**Excerto de origem**:
Chama-se Paula Margarido e não vem de túnica laranja. Na verdade, tem um ar perfeitamente normal até tirar um enorme disco dourado com símbolos exóticos de uma pasta e começar a percorrer a casa com ele. Disse que era uma bússola, mas ocorreu-me que fosse um dispositivo procurar petróleo ou caçar fantasmas.
As divisões falam
Tinha recebido instruções expressas para não fazer modificações, arrumações ou limpezas. “A ideia é ver tudo como costuma estar habitualmente”, explicou-me Paula Margarido. Portanto, nada de ceder à síndrome de ‘arrumar a casa antes da vinda da mulher-a-dias’. Tudo bem, mas pelo menos lavo a loiça, faço a cama e atiro a roupa espalhada para dentro do roupeiro.
Aposto que me vai falar nos vidros. Há anos que ando para limpá-los e descobrir como ficou a pintura do prédio em frente. Só pode ser mau feng shui. Pelo menos, o resto da casa parece-me aceitável. Tento observar o seu semblante enquanto toma notas. Não parece chocada e o sorriso deve ser um bom indicador. Ganho confiança, mas só até ela abrir o roupeiro, altura em que decido que o melhor é usar a tática da distração e fazer perguntas. Fico a saber que o feng shui tem cerca de quatro mil anos e que há várias escolas ou correntes consoante o método utilizado. No meu caso, vai usar sobretudo o Método da Bússola, que tem por base a ideia de que cada direção reflete uma energia diferente. Através da planta da casa, e com a ajuda do lopan (a bússola chinesa), encontramos o meu norte. Até agora parece simples. Para complicar, também se entra em linha de conta com o padrão energético dos moradores. O Ki das 9 Estrelas calcula o elemento predominante na nossa personalidade, o que pode ser fulcral na escolha do melhor local para dormir ou trabalhar. O meu elemento é metal, o que me parece desagradável, mas fico calada.

**Lista de tarefas**:
1. Reproduza o trecho do texto sobre feng shui, começando nas palavras "Chama-se Paula Margarido" e parando depois de "ou caçar fantasmas.".
2. Selecione todas as linhas das entradas que contêm a palavra "window". A distinção entre maiúsculas e minúsculas conta.

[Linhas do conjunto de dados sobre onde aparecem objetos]
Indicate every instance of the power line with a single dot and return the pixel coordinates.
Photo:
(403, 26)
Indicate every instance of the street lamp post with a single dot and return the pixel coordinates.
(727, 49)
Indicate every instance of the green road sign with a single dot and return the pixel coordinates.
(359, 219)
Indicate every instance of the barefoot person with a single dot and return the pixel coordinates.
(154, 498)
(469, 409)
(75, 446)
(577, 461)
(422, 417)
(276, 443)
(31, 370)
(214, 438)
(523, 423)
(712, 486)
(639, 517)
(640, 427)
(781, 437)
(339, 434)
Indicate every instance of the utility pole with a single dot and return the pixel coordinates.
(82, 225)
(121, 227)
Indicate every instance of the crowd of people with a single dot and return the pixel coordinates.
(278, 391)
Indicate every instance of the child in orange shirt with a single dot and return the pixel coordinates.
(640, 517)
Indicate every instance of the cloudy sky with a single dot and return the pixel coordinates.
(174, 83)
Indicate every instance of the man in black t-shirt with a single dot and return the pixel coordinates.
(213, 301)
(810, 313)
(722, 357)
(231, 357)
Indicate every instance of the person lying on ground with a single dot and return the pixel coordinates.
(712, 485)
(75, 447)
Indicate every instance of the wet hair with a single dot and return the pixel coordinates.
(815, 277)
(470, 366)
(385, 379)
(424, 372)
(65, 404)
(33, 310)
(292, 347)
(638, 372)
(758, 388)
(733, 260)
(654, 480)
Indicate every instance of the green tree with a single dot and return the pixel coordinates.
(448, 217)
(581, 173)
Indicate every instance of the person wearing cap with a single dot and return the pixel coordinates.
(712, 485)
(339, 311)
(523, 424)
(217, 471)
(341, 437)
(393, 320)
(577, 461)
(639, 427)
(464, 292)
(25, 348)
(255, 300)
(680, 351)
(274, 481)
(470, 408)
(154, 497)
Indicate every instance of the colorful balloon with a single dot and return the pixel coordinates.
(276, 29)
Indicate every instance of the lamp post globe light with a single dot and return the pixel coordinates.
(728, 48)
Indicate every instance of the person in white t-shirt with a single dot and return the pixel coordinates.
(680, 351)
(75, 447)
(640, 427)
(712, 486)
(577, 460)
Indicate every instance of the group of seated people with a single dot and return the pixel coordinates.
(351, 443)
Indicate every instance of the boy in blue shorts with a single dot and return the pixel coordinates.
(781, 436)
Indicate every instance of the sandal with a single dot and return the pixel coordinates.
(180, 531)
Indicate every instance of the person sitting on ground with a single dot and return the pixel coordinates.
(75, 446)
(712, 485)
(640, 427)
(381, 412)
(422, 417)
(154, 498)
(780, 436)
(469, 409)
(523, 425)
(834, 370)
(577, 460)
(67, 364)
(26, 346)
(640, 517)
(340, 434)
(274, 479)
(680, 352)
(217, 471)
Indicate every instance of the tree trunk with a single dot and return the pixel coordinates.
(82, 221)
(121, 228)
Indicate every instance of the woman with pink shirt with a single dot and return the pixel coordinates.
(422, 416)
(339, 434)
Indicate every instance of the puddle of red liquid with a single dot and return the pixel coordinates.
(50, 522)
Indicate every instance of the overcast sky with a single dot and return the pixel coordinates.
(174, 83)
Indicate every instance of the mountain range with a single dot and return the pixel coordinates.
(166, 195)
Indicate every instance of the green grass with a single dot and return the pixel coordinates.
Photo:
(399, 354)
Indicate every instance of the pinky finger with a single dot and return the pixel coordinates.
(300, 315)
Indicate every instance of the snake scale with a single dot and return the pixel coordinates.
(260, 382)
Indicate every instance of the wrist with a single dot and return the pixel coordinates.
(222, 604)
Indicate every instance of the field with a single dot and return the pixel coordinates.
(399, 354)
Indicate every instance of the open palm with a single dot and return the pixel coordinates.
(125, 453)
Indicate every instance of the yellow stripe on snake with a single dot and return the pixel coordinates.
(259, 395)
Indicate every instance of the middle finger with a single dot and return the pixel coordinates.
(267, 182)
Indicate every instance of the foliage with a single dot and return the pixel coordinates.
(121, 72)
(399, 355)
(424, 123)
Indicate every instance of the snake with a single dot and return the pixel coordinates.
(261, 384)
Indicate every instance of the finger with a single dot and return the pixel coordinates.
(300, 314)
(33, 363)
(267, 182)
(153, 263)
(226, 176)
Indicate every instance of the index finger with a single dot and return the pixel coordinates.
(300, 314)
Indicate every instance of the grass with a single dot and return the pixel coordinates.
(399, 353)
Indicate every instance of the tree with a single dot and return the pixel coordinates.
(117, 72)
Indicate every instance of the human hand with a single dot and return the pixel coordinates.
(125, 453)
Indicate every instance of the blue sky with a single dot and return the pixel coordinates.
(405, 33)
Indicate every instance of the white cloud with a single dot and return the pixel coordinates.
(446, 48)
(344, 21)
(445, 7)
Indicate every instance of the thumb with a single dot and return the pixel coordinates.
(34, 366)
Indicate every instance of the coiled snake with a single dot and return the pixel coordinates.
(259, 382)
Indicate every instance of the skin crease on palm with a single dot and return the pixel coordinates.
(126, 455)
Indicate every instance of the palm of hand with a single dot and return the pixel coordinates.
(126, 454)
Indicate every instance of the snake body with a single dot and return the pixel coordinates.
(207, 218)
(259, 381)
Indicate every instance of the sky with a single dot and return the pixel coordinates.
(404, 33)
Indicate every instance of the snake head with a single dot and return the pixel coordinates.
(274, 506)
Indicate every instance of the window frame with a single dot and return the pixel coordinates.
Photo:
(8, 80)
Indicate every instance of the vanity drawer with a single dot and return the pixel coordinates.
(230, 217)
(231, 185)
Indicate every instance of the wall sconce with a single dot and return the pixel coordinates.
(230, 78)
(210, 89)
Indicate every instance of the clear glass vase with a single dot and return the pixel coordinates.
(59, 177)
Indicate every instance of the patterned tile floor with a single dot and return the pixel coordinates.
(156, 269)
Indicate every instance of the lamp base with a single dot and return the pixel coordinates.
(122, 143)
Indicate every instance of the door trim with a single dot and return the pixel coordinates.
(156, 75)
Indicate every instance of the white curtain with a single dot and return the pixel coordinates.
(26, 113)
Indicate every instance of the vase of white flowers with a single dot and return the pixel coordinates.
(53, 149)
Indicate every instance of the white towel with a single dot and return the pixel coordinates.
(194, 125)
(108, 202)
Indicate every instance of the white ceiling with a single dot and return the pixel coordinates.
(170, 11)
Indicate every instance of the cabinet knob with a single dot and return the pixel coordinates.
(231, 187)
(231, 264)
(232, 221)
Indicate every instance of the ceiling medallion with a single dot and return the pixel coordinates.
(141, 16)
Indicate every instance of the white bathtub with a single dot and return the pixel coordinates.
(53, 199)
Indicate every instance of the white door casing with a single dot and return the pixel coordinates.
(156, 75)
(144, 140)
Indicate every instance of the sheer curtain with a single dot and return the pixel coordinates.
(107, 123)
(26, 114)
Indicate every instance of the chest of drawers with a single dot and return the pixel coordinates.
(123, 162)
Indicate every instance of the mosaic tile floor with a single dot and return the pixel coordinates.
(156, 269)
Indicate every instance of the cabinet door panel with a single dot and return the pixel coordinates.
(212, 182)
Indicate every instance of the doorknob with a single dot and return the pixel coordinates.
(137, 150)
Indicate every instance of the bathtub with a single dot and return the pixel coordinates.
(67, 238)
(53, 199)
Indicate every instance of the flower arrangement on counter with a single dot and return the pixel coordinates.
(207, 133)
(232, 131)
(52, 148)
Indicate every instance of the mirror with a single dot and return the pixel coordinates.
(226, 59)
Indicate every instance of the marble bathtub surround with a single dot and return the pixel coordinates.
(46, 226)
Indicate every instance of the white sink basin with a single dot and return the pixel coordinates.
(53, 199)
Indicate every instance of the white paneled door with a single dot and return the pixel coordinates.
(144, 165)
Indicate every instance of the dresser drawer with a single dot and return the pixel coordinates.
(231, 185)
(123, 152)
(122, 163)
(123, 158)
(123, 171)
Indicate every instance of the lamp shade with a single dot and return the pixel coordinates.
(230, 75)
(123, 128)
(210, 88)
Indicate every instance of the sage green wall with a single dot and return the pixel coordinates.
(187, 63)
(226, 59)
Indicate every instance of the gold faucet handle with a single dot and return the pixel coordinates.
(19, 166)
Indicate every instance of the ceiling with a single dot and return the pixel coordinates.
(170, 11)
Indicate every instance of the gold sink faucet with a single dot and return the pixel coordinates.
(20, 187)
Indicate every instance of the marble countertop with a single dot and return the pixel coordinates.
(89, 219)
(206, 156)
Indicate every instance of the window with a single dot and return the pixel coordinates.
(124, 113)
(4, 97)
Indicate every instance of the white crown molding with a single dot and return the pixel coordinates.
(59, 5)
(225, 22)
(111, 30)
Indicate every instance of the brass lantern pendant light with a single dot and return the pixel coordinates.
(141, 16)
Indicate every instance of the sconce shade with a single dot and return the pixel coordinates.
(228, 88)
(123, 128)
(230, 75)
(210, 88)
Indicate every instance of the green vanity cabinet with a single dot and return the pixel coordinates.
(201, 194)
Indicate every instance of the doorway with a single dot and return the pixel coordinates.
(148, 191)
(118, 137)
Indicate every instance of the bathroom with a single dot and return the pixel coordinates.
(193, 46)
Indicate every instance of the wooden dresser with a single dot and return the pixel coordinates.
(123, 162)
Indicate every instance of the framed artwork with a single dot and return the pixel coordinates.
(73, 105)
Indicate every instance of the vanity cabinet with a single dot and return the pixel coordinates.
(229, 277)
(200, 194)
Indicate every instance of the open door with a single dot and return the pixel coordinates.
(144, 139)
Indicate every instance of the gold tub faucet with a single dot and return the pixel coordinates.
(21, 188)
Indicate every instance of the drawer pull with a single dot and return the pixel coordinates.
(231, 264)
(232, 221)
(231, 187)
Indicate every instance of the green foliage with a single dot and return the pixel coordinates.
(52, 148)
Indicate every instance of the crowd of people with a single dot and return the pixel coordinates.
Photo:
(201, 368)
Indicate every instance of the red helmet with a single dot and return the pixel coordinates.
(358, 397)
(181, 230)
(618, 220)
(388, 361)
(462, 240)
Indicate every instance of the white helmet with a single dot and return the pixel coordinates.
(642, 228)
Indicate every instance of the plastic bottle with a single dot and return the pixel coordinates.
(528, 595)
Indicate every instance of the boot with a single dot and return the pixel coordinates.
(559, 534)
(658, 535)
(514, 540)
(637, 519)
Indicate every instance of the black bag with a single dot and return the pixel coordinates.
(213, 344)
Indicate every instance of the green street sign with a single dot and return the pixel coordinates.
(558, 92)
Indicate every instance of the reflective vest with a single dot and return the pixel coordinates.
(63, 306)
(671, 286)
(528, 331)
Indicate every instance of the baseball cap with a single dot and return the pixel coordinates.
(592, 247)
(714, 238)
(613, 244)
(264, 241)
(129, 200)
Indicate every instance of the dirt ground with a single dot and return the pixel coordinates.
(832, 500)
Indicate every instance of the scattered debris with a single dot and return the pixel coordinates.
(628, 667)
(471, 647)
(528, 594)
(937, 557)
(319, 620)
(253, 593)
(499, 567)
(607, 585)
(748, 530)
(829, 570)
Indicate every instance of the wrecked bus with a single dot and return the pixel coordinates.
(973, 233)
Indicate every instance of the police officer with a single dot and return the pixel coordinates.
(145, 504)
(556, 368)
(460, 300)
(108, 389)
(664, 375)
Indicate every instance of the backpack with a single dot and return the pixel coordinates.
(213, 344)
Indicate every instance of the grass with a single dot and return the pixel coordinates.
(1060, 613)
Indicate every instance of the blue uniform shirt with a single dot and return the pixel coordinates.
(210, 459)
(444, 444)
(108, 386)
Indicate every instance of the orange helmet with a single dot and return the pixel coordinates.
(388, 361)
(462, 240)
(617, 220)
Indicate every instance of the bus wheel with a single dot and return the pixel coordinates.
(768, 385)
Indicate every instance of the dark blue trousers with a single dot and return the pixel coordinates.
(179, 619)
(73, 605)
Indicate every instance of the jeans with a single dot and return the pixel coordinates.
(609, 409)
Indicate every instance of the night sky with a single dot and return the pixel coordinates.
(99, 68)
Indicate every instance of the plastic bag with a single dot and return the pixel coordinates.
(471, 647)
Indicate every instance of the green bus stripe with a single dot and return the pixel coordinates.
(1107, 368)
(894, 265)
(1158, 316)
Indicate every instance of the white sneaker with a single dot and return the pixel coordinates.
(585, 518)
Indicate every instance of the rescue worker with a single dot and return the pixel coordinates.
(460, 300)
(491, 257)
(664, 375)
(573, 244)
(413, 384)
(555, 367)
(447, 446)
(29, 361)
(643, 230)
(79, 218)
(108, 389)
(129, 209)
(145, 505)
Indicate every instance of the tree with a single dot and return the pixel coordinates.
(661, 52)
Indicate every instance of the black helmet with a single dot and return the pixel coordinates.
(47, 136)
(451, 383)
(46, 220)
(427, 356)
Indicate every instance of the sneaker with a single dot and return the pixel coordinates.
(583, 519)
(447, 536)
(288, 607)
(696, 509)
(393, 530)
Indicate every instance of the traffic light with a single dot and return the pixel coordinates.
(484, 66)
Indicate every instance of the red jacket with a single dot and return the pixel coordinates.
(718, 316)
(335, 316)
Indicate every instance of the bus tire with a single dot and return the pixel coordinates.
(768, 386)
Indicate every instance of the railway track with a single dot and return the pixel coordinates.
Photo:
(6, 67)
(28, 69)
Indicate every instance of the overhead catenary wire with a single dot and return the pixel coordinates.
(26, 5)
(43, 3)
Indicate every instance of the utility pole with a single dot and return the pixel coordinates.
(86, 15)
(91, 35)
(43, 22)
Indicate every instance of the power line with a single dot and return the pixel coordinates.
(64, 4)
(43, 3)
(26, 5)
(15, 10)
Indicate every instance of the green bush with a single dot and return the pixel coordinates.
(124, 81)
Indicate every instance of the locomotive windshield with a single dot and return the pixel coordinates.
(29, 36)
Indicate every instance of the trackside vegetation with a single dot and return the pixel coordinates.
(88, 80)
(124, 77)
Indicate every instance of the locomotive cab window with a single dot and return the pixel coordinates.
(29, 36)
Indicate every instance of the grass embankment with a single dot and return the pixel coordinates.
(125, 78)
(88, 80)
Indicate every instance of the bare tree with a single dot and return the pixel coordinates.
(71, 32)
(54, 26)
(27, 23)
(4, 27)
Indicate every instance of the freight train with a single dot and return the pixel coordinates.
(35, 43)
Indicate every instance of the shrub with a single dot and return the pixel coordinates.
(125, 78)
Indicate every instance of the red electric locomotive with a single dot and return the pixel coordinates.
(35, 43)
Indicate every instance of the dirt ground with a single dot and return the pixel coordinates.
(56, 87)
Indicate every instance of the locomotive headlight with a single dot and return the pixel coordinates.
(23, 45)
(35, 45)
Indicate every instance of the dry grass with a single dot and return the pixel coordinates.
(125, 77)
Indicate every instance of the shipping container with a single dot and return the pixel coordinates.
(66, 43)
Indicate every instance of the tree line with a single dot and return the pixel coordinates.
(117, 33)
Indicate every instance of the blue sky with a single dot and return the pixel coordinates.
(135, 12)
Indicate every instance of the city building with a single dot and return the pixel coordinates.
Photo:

**Respostas às tarefas**:
1.
Chama-se Paula Margarido e não vem de túnica laranja. Na verdade, tem um ar perfeitamente normal até tirar um enorme disco dourado com símbolos exóticos de uma pasta e começar a percorrer a casa com ele. Disse que era uma bússola, mas ocorreu-me que fosse um dispositivo procurar petróleo ou caçar fantasmas.

2.
Indicate every instance of the window frame with a single dot and return the pixel coordinates.
Indicate every instance of the window with a single dot and return the pixel coordinates.
Indicate every instance of the locomotive cab window with a single dot and return the pixel coordinates.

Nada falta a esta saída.